- _Excerpt provided_
Kim Seok-woo (born August 7, 1996), better known by his stage name Rowoon, is a South Korean singer, actor and model. He is a member of the K-pop boy band SF9 as a lead vocalist. As an actor, he is known for his roles in television series Extraordinary You (2019), She Would Never Know (2021), The King's Affection (2021), and Tomorrow (2022).

Career

2013–2014: Pre-debut 
He was introduced as a trainee in FNC Entertainment's reality show Cheongdam-dong 111.

2015–2016: Debut with SF9 

In 2015, he was a part of pre-debut team, “Neoz School”, under FNC Entertainment as a member of the group called NEOZ. In May 2016, he participated as a member of "NEOZ Dance" in FNC Entertainment's survival show d.o.b (Dance or Band), competing against NEOZ Band (later known as Honeyst). "NEOZ Dance" won the competition with 51% of the votes and received the opportunity to debut. He debuted with group SF9 in October 2016 with the single "Fanfare".

2017–present: Solo activities, rising popularity 
His acting career in television series began with KBS2's School 2017 with a minor supporting role. After his appearance, he steadily began receiving bigger roles. In March 2018, he was confirmed to star in tvN's About Time as the female lead's brother. In July 2018, he was confirmed to star in SBS’s Where Stars Land in which he was nominated for the New Actor award.

On May 9, 2019, Rowoon was confirmed to be the male lead in MBC's school fantasy drama, Extraordinary You based on the hit Daum webtoon July Found by Chance. After receiving the role of Haru, Rowoon’s popularity skyrocketed, launching him into stardom. He was nominated at the MBC Drama Awards with fellow costars, Kim Hyeyoon and Lee Jaewook, for Best Couple, and was awarded with Best New Actor. On May 10, 2019, Rowoon was featured in NC.A's music video, "밤바람" (Awesome Breeze).

- _Dataset extract_
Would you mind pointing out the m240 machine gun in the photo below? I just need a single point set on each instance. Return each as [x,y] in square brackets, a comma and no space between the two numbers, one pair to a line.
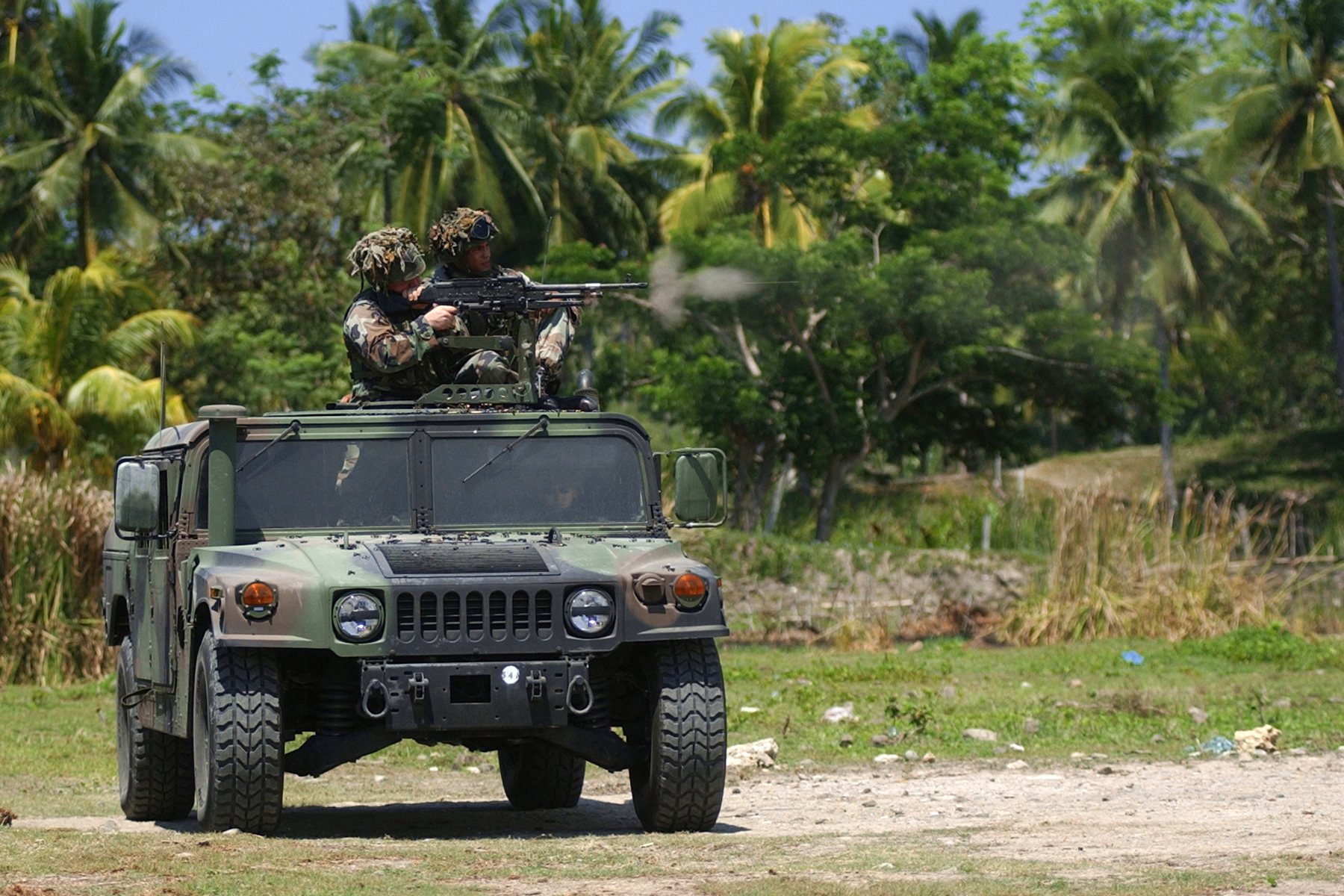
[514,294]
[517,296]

--

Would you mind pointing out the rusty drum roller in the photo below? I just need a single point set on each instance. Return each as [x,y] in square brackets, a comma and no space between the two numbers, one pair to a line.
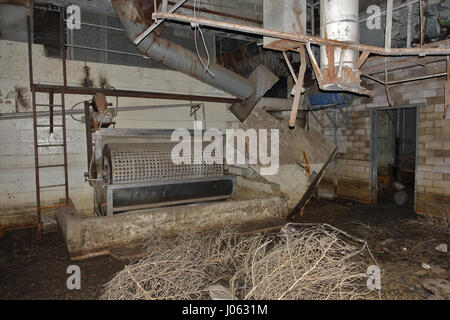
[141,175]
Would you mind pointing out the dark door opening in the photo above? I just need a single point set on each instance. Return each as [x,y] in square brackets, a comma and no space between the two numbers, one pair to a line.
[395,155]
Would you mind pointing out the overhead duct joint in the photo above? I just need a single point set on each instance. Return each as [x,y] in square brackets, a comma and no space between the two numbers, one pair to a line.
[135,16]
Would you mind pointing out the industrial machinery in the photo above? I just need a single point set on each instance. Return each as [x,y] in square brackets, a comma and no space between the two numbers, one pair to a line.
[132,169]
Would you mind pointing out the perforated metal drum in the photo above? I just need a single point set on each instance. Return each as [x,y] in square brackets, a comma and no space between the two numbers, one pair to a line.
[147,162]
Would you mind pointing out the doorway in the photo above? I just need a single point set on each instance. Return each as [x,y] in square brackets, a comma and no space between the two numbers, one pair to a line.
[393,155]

- _Objective_
Pick up the text about Rowoon's career after its final sentence and carry it further. The material after the text about Rowoon is separate and unrelated to it.

- _The output_
In January 2020, Rowoon was selected as the new model for makeup brand KLAVUU. In April, it was revealed that he would be the voice of Branch in the Korean dub of the animated movie Trolls World Tour. Later that month, Rowoon was selected as the new brand ambassador for Gong Cha Korea. On May 25, 2020, FNC Entertainment confirmed that Rowoon will star in upcoming JTBC drama She Would Never Know, based on the webtoon of the same name. The drama began airing in January 2021. On August 18, 2020, it was announced that Rowoon was selected as the new brand ambassador for The North Face White Label 2020 Fall/Winter collection. 

In 2021, Rowoon starred as the male lead in the historical drama The King's Affection which premiered in October 2021. On July 1, 2021, Rowoon was selected as the new model for cosmetic brand Estée Lauder. In late 2021, Rowoon became an MC for KBS Song Festival along with ASTRO's Cha Eun-woo and Kim Seol-hyun.

In 2022, Rowoon starred in the MBC fantasy drama Tomorrow.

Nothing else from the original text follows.